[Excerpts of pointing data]
━━━━━━━━

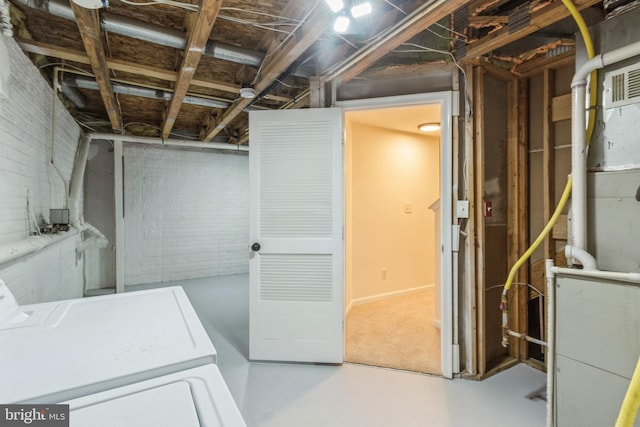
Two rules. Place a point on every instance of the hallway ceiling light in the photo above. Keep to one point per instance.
(341, 24)
(343, 18)
(429, 127)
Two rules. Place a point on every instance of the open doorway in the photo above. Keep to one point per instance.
(393, 268)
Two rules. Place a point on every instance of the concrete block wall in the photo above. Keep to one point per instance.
(186, 214)
(28, 117)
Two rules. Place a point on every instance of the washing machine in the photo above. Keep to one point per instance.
(190, 398)
(64, 350)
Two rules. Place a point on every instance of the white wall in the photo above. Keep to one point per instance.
(26, 118)
(99, 211)
(186, 214)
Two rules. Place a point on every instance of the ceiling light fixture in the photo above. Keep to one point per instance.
(335, 5)
(429, 127)
(361, 9)
(92, 4)
(342, 24)
(248, 92)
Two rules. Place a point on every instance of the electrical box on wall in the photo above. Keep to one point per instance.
(462, 209)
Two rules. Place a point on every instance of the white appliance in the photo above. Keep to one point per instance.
(194, 397)
(63, 350)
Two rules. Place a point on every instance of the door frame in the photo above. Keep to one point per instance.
(448, 109)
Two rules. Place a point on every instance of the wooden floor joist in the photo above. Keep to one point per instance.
(199, 31)
(541, 18)
(89, 26)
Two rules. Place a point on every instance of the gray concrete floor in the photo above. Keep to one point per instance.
(283, 395)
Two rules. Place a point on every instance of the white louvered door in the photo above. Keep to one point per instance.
(297, 272)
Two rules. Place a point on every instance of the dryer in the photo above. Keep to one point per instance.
(63, 350)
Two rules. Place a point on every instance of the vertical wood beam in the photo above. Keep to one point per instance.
(522, 217)
(89, 26)
(199, 29)
(471, 305)
(548, 158)
(478, 119)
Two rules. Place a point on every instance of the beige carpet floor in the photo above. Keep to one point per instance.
(396, 332)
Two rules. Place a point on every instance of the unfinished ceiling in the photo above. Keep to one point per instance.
(176, 68)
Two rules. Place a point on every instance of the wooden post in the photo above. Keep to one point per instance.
(478, 160)
(548, 165)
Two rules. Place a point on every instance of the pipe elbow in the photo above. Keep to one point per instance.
(585, 258)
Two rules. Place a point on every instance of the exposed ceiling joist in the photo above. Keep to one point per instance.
(537, 65)
(89, 26)
(66, 54)
(276, 64)
(199, 33)
(293, 9)
(550, 14)
(409, 27)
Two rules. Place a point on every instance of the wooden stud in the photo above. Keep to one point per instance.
(550, 14)
(548, 163)
(199, 30)
(561, 108)
(89, 26)
(521, 200)
(536, 66)
(470, 242)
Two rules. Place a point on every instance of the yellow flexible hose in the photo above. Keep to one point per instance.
(593, 92)
(631, 402)
(547, 228)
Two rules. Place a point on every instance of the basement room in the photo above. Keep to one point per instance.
(275, 213)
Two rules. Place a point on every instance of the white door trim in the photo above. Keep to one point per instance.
(446, 101)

━━━━━━━━

* **Problem**
Output the items as a two-column CSV with the columns text and answer, one row per item, starting at the line that contains "the wooden stud" and ending at the last item. Put each field in quotation marks and turn line breaks into spaces.

* **Output below**
text,answer
"Two rules. Place a point on every instance of the wooden stud in the photo above. Keep to one point per instance.","(550, 14) (548, 163) (199, 30) (561, 108) (89, 26) (521, 200) (536, 66) (470, 242)"
"Two rules. Place a point on every instance of the yellow flexible hose in the photo above. Keep to one point per instance.","(593, 92) (631, 402) (547, 228)"
"Two rules. Place a point on every instance of the basement room in the photo above. Keep to one point per instance.","(275, 213)"
"Two rules. Place a point on every instance of the white door trim in the photo above. Keep to one point per instance.","(446, 101)"